Exercise objective:
Could you transcribe the material below exactly, without leaving out a single line?
___
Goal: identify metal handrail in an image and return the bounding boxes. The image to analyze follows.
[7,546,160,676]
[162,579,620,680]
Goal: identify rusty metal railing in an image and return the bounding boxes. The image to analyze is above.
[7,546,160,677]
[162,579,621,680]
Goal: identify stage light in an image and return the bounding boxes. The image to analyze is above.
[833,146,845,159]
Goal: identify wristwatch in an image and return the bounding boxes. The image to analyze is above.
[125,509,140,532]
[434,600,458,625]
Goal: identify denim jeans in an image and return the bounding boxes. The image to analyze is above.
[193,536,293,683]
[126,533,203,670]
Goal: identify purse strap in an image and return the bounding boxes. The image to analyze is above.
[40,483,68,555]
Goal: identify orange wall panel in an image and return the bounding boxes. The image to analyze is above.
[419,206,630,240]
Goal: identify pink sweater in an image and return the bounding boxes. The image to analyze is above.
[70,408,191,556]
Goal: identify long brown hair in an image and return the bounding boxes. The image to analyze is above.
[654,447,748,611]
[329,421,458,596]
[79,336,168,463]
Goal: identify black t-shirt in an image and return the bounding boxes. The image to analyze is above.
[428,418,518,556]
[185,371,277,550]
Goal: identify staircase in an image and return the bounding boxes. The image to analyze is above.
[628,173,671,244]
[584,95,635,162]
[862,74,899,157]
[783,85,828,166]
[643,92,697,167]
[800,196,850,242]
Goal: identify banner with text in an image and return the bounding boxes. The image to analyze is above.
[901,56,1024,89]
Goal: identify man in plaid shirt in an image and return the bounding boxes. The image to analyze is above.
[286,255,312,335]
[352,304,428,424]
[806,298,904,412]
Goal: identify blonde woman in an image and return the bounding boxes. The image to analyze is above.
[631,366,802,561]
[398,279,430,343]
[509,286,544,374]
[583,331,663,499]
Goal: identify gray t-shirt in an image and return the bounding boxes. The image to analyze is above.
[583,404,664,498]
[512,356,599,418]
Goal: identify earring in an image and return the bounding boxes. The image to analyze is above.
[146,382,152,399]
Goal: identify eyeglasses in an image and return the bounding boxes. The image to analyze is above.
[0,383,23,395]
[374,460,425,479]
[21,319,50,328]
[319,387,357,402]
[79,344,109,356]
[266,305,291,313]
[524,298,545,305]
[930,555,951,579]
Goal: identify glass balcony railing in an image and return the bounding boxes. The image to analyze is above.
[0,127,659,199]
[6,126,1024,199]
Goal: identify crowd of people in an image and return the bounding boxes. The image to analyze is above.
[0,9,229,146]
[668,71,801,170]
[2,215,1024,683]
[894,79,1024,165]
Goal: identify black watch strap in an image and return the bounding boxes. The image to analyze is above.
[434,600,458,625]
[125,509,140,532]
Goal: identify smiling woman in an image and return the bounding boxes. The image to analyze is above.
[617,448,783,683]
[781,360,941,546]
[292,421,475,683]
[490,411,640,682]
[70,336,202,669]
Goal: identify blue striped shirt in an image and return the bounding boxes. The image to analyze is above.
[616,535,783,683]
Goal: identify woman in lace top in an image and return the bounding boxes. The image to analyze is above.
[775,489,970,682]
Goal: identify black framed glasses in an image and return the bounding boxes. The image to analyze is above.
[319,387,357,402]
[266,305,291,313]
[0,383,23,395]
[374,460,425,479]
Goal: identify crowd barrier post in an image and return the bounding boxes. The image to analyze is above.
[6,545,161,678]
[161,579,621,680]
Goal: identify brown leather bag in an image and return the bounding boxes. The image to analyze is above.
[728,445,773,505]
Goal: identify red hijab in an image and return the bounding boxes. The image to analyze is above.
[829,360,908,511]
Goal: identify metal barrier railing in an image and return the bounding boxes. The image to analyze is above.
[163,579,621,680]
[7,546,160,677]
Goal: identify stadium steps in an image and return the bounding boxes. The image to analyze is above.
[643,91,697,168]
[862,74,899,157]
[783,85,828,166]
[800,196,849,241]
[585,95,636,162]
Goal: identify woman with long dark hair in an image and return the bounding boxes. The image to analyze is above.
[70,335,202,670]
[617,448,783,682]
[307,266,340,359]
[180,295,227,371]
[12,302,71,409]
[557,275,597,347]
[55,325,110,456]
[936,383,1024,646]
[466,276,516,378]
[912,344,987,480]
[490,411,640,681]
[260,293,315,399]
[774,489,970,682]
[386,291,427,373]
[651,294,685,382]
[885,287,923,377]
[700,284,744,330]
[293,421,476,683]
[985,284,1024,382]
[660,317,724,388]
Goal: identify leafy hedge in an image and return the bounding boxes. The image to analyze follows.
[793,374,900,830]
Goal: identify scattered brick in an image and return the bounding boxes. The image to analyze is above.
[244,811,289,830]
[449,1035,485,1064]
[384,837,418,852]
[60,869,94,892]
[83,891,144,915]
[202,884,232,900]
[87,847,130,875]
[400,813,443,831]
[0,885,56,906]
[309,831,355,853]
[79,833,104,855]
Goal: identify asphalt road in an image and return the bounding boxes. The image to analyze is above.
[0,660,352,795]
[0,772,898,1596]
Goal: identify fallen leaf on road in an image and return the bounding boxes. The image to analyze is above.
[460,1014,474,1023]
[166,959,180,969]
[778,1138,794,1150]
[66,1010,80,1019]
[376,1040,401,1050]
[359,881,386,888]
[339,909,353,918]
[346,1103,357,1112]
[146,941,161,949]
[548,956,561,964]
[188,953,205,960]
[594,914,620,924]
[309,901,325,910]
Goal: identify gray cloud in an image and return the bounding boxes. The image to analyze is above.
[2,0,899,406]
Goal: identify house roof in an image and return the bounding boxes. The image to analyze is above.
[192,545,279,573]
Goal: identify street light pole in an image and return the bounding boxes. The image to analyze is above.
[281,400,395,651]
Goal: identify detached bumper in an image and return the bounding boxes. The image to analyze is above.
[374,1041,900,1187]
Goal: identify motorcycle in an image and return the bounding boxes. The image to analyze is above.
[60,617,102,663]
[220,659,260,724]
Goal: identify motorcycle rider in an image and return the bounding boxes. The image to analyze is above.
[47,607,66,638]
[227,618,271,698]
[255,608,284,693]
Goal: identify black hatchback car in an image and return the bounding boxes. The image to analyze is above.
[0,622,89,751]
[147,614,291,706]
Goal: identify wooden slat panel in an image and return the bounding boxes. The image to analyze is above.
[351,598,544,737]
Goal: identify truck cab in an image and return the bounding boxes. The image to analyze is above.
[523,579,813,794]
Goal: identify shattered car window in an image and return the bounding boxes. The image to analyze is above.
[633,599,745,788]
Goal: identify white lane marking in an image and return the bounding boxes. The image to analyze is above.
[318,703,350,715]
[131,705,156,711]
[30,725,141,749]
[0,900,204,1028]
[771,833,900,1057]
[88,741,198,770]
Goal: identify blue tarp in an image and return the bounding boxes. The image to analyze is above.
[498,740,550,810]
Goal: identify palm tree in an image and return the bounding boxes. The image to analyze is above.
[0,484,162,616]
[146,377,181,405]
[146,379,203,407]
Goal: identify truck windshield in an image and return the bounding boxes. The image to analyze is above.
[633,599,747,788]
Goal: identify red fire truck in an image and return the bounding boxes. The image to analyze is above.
___
The answer:
Goal: identify metal handrail in an image and return the bounding boxes. The image to analyze follows.
[7,546,160,676]
[162,579,620,680]
Goal: identify rusty metal railing in an image and return the bounding boxes. The image to analyze is above.
[7,546,160,677]
[162,579,621,680]
Goal: identify stage light in an image and return the bounding boxes. The image to analyze is above.
[833,146,845,159]
Goal: identify wristwatch in an image and return the bounding boxes. The image to analyze is above.
[125,509,140,532]
[434,600,458,625]
Goal: identify denim jeans in an image and return the bounding boxes. The image to analyze is above.
[193,536,293,683]
[126,533,203,670]
Goal: identify purse strap in an image and return the bounding boxes. The image to analyze is above.
[40,483,68,555]
Goal: identify orange wall panel in an image and return the bounding boxes. The image to analyze is above.
[419,206,630,240]
Goal: identify pink sweater in an image and return the bounding boxes. The image to analyze is above.
[70,408,191,556]
Goal: identify long brown hair in an image and return the bounding boxes. The image to analyze is above.
[654,447,748,611]
[329,421,458,596]
[79,336,168,463]
Goal: identify black t-shirt in an image and return the bounding boxes. The image to analyze is above.
[428,418,518,556]
[185,371,277,550]
Goal: identify staircase in an image and return the bounding boxes. The image to analyze is above.
[628,173,671,244]
[584,95,635,162]
[862,74,899,157]
[783,85,828,166]
[643,92,697,167]
[800,196,850,242]
Goal: identify banner with text in an image and return the bounding boxes. The image to analyze is above.
[901,56,1024,89]
Goal: identify man in plaid shirt in an image and return the bounding boxes. The image to analyze is above.
[286,255,312,335]
[352,304,428,424]
[806,298,904,412]
Goal: identify blonde woman in an image and return the bounding boxes. The image to analyze is above.
[631,366,802,561]
[398,279,430,343]
[509,286,544,374]
[583,331,663,499]
Goal: identify gray t-shirt in an image and return the bounding boxes. The image to analyze is above.
[583,404,664,498]
[512,356,599,418]
Goal: identify earring in an image and return the bounding boxes. The image to analyze is above.
[146,382,152,399]
Goal: identify eyeglasses in an image and return the bounding boxes. The image to analyze is above.
[0,383,23,395]
[374,460,425,479]
[21,319,50,328]
[319,387,357,402]
[79,344,109,356]
[266,305,291,313]
[524,298,545,305]
[930,555,951,579]
Goal: identify glass balcony railing in an image and return the bounding boxes. The image to analyze is above.
[0,127,659,199]
[6,126,1024,199]
Goal: identify crowd of people in an image and return the bounding boxes. The image to analyze is above.
[0,9,229,146]
[668,71,801,170]
[2,215,1024,683]
[894,79,1024,165]
Goal: identify black watch strap in an image and return the bounding boxes. The image to analyze is above.
[434,600,458,625]
[125,509,140,532]
Goal: identify smiling woman in an image and return the bounding boxes. The image to analyze is above.
[617,448,783,683]
[781,360,941,546]
[292,421,475,683]
[490,411,640,682]
[70,336,202,669]
Goal: identify blue striped shirt in an image and return the bounding boxes. The image to analyze is above.
[616,535,783,683]
Goal: identify woman in lace top in an image and return the bounding boxes. The image to analyze is above.
[775,489,970,682]
Goal: identify black framed glasses in an image and return the bounding boxes. The image to analyze is above.
[319,387,357,402]
[266,305,291,313]
[0,383,23,395]
[374,460,425,479]
Goal: identify crowd barrier post in an image and return the bounding boxes. The image to analyze is above.
[6,545,161,678]
[161,579,621,680]
Goal: identify brown leather bag in an image and return the bounding boxes. The image to analyze is above.
[728,445,773,505]
Goal: identify red hijab in an image and return the bounding boxes. The image to analyze is above.
[829,360,908,511]
Goal: identify metal barrier railing in an image and return the bounding boxes. The image to analyze is above.
[163,579,621,680]
[7,546,160,677]
Goal: identify stadium steps in an image and return the bounding boxes. The image to analyze is above.
[643,91,697,168]
[862,74,899,157]
[783,85,828,166]
[800,196,849,241]
[585,95,636,162]
Goal: identify woman with long dark hair in an image and return the bounding boxes. The image to analyze is above.
[70,335,202,670]
[617,448,783,682]
[307,266,340,359]
[180,295,227,371]
[12,302,71,409]
[557,275,597,347]
[55,325,110,456]
[936,383,1024,646]
[466,276,516,378]
[912,344,987,480]
[490,411,640,681]
[260,293,315,399]
[774,489,970,682]
[386,291,427,373]
[651,294,685,382]
[885,287,923,377]
[700,284,744,330]
[293,421,476,683]
[985,284,1024,382]
[660,317,724,388]
Goal: identify leafy hedge in an image and return the bounding boxes. The image to analyze follows.
[793,374,900,830]
Goal: identify scattered brick in an image and return the bounding boxes. The image to analyze is above.
[244,811,289,830]
[449,1035,485,1064]
[384,837,418,852]
[60,869,94,892]
[83,891,144,915]
[202,884,232,900]
[87,847,130,875]
[400,813,443,831]
[0,885,56,906]
[309,831,355,853]
[79,833,104,855]
Goal: identify asphalt road in an image and return the bounding boxes. The image to analyze is above.
[0,660,352,795]
[0,772,898,1596]
Goal: identify fallen leaf on road in an image and return the bounding boxes. The image to analyze is above.
[460,1014,474,1023]
[166,959,180,969]
[778,1138,794,1150]
[66,1010,80,1019]
[376,1040,401,1050]
[359,881,386,888]
[339,909,353,918]
[346,1103,357,1112]
[146,941,161,949]
[548,956,561,964]
[188,953,205,960]
[594,914,620,924]
[309,901,325,910]
Goal: identify gray cloud in an image and return the bounding boxes. The image to analyze is above.
[2,0,899,406]
Goal: identify house roof in an image and return the bounding boxes. The image to analyze is above.
[192,545,279,573]
Goal: identify street light pole in an image and return the bounding boxes. The image to analyze is above.
[281,400,395,651]
Goal: identify detached bumper in an image and return the bounding boxes. The image to analyze is above.
[374,1041,900,1187]
Goal: identify motorcycle in an image and return the bounding boxes. The image to analyze is above.
[60,617,102,663]
[220,659,260,724]
Goal: identify motorcycle rider in an image and return the bounding boxes. The image to analyze is above.
[47,607,66,638]
[227,618,271,698]
[255,608,284,693]
Goal: identify black hatchback car in an image and return the bounding boxes. The image to analyze is above.
[0,622,89,751]
[147,614,291,706]
Goal: identify wooden slat panel in an image and return the bounding boxes. The image to analyze is above.
[351,598,544,737]
Goal: identify truck cab in an image and return the bounding boxes. The image to analyze is above.
[523,579,813,794]
Goal: identify shattered car window in an image and return the bounding boxes. The image to analyze is above.
[633,599,745,788]
Goal: identify white lane marking in an image and return the bounding boxes. The image to analyze is above.
[318,703,350,715]
[131,705,156,711]
[30,725,141,749]
[0,900,204,1028]
[771,833,900,1057]
[88,741,198,770]
Goal: identify blue tarp in an image and return the bounding boxes. The image to analyze is above.
[498,740,550,810]
Goal: identify palm tree in an image and return the bounding boxes. The image to analyze is above.
[0,484,162,616]
[146,377,181,405]
[146,379,203,407]
Goal: identify truck windshield in an image and return the bounding boxes. The image to analyze is above.
[633,599,747,788]
Goal: identify red fire truck in an image and return the bounding boxes. The image to analyze is above.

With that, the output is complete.